→ SELECTED TEXT:
________________________

D&D: Tasha’s Cauldron of Everything (Wizards of the Coast)

RRP: $50

Similar Xanathar’s Guide to Everything – one of D&D 5e’s most essential “non-essential” books – the new Tasha’s Cauldron of Everything is sort of a catch-all volume, collecting ideas and concepts that can shake up just about any aspect of your Dungeons and Dragons gameplay experience. Inside you’ll find a new class (artificer) and new subclasses for your old favorites; more spells, feats, puzzles, and artifacts. Some of the cooler ones we stumbled across were magic tattoos, and what’s effectively a powerful mech suit that will aid heroes in combat – but is almost (certainly) haunted, and may occasionally try to kill your party while you’re not paying attention. There are also rules for establishing your party’s raison d’etre by giving them a patron, who can range from a rich, merchant sugar daddy to an ancient, arcane being – and, an easy-peazy generator for basic, party-friendly NPCs to use as “sidekicks,” and can be taken along on your adventures. Players and DMs alike will find interesting ideas contained inside this compendium. (Learn more here.)

Vaesen – Nordic Horror Roleplaying (Free League)

RRP: $98 for Bundle Shown Here

Vaesen are the supernatural creatures of the Mythic North—the steampunkish, pseudo-19th Century Scandinavia in which this new roleplaying game is set. Your parties play as investigators of sorts, who are able to see these monsters of legend and seek them out, helping out people who are having issues with them. Adventures take the form of mysteries, as your characters are called in to check out some supposed Vaesen shenanigans, and then sent forth to resolve the issue. What makes these adventures most interesting are that the monsters—trolls, faeries, ghosts, and things more frightening—aren’t necessarily evil, and expelling them might not be the best way through the situation.

________________________

→ RECORD SET:
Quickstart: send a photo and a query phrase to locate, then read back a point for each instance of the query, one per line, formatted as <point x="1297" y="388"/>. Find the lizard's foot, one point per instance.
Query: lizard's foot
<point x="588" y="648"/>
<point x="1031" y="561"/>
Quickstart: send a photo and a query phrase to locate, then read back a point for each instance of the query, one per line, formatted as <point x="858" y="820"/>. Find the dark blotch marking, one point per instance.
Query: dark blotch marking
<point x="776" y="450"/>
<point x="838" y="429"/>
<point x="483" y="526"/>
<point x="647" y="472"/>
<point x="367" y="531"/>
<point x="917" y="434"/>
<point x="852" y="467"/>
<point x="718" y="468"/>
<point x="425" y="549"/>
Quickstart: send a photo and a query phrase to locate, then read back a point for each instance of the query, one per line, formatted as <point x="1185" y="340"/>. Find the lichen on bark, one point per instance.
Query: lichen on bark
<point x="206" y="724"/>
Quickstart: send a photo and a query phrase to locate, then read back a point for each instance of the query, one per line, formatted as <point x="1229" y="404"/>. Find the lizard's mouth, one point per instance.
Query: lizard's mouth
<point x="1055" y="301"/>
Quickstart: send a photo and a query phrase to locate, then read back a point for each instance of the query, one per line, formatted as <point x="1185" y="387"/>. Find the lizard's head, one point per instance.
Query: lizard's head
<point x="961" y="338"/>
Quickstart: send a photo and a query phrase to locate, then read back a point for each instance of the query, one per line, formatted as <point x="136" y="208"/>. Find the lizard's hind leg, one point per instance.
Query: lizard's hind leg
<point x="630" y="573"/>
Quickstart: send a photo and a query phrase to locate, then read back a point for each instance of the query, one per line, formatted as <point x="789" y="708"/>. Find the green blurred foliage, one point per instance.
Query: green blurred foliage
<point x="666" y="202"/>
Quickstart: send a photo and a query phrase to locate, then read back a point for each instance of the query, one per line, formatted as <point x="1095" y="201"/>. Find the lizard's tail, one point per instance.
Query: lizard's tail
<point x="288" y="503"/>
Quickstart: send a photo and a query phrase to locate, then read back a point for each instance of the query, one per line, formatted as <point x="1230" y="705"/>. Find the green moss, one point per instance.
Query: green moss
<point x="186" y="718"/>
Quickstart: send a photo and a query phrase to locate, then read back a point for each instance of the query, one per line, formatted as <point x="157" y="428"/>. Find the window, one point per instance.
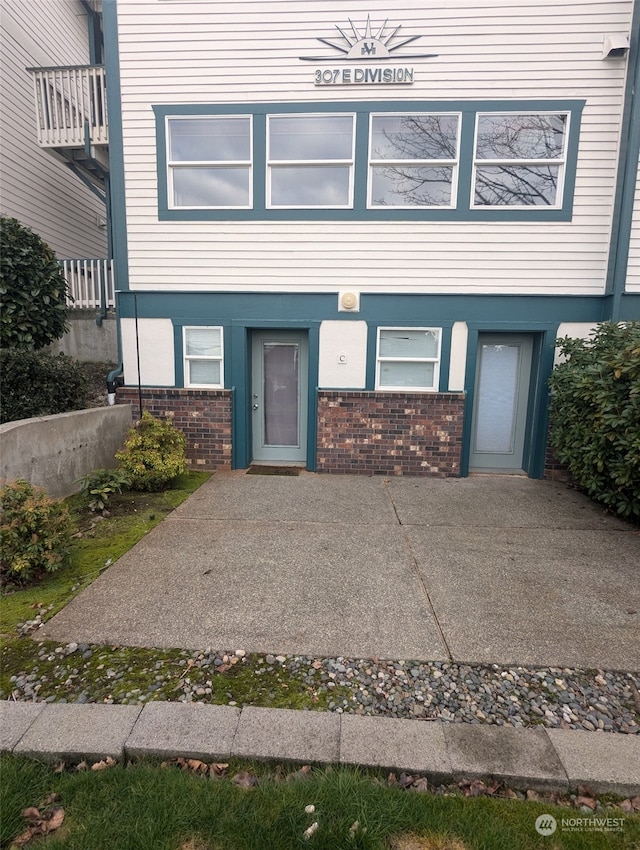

________________________

→ STATED EXERCISE A: According to the tabletop game reviews, what new class does Tasha's Cauldron of Everything add?
→ STATED EXERCISE B: Continue the tabletop game reviews from the point where they stop.
You can do this without the records.

→ WRITTEN ANSWER A: The artificer.

→ WRITTEN ANSWER B:
Dubbed “Nordic Horror Roleplaying,” Vaesen mines it folkloric roots to create a setting that feels quite unique compared to many other horror RPGs. The feel itself is more in line with a dark fairy tale, rather than the existential dread you’ll find in, say, a Lovecraftian theme; it’s not without humor, either, as some of the mysteries could even be considered light-hearted. The attractive, hardcover rulebook is full of beautiful pencil illustrations that better immerse its readers into the game’s world. If you’re in the mood to give your gaming group a series of adventures different than any they’ve probably seen before, Vaesen should strongly be considered. (Learn more here.)

D&D: Icewind Dale: Rime of the Frostmaiden (Wizards of the Coast)

RRP: $50

This D&D 5e adventure module—designed for characters up to level twelve—is set in the frozen, Northern region of Icewind Dale, where an arcane goddess has cast a spell that keeps the sun from rising, and the land enveloped in night save for a brief, four hours of twilight. Can you stop her, and bring daylight back to the realm?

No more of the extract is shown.